**EXERCISE DIRECTIONS:**
Go through the data below and return each line containing the word "wooden".

**Stored data entries:**
*** Block opens ***

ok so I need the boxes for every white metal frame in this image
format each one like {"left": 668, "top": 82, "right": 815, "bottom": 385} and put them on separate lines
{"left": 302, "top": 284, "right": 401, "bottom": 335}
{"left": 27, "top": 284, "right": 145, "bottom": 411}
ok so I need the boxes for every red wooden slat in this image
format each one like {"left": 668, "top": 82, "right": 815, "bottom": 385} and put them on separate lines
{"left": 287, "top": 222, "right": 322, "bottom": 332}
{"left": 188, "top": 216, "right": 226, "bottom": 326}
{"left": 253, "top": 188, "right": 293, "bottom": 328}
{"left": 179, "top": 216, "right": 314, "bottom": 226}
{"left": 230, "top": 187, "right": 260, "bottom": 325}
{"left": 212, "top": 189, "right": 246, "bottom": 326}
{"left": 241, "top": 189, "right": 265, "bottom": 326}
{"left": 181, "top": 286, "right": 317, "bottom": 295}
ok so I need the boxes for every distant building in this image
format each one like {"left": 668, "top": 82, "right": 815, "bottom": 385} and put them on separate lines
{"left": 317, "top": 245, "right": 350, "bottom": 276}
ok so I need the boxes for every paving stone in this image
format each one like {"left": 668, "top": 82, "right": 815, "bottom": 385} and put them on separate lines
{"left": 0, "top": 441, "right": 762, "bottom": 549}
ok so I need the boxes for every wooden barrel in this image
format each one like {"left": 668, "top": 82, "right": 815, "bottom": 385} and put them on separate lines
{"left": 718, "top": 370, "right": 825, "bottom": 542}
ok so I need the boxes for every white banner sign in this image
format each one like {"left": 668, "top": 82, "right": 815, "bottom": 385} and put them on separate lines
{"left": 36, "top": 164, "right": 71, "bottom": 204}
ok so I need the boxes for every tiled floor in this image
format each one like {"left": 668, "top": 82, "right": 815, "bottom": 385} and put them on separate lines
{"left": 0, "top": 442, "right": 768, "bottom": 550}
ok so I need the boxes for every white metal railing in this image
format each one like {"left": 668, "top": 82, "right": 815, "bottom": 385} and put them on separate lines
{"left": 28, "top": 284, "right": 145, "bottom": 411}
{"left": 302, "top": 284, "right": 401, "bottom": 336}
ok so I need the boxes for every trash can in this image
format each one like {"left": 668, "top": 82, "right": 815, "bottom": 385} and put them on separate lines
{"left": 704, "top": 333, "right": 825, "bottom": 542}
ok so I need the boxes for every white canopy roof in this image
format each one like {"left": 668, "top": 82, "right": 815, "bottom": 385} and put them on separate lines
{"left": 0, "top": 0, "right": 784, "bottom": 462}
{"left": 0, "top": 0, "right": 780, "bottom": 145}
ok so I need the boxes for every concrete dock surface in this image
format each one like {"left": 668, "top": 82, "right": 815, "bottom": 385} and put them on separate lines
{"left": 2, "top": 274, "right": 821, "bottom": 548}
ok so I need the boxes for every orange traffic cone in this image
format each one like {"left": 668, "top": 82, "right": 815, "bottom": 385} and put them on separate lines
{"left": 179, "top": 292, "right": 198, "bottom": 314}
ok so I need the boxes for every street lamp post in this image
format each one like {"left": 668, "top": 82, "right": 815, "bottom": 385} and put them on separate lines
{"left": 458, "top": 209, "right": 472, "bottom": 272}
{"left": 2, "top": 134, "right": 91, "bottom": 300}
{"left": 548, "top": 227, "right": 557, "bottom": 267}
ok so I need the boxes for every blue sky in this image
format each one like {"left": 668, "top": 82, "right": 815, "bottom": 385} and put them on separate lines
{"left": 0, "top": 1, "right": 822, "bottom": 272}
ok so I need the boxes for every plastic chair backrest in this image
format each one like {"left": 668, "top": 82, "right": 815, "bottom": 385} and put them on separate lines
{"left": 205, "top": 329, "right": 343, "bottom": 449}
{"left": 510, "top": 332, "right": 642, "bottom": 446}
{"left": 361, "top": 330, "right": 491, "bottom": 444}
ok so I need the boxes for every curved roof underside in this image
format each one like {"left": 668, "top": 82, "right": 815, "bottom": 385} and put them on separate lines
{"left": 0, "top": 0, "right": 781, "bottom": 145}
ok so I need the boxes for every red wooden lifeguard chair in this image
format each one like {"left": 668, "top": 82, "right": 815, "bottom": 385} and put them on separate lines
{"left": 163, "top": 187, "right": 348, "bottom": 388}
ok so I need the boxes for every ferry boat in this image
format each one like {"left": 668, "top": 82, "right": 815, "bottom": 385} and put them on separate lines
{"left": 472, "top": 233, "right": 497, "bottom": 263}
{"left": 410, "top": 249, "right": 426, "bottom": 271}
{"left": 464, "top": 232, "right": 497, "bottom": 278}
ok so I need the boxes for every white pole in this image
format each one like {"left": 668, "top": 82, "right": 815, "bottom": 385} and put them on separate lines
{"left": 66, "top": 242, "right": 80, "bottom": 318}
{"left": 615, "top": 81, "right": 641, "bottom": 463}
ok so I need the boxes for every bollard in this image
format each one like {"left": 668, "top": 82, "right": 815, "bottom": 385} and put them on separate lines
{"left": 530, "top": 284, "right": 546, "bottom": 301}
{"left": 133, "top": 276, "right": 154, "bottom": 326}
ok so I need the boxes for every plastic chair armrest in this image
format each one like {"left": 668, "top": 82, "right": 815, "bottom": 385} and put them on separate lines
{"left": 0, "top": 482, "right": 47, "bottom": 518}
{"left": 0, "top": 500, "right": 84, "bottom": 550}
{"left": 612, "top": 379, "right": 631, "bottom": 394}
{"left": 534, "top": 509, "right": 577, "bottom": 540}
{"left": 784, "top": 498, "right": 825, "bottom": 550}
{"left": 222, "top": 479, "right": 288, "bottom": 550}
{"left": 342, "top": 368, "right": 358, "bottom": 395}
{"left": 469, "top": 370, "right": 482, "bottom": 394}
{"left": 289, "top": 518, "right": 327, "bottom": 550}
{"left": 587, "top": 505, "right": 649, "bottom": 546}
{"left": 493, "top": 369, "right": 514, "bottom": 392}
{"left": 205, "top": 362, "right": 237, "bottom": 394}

*** Block closes ***

**TASK RESULT:**
ok so I need the boxes for every red wooden slat in this image
ok so I need the boxes for every wooden barrel in this image
ok so I need the boxes for every red wooden lifeguard chair in this image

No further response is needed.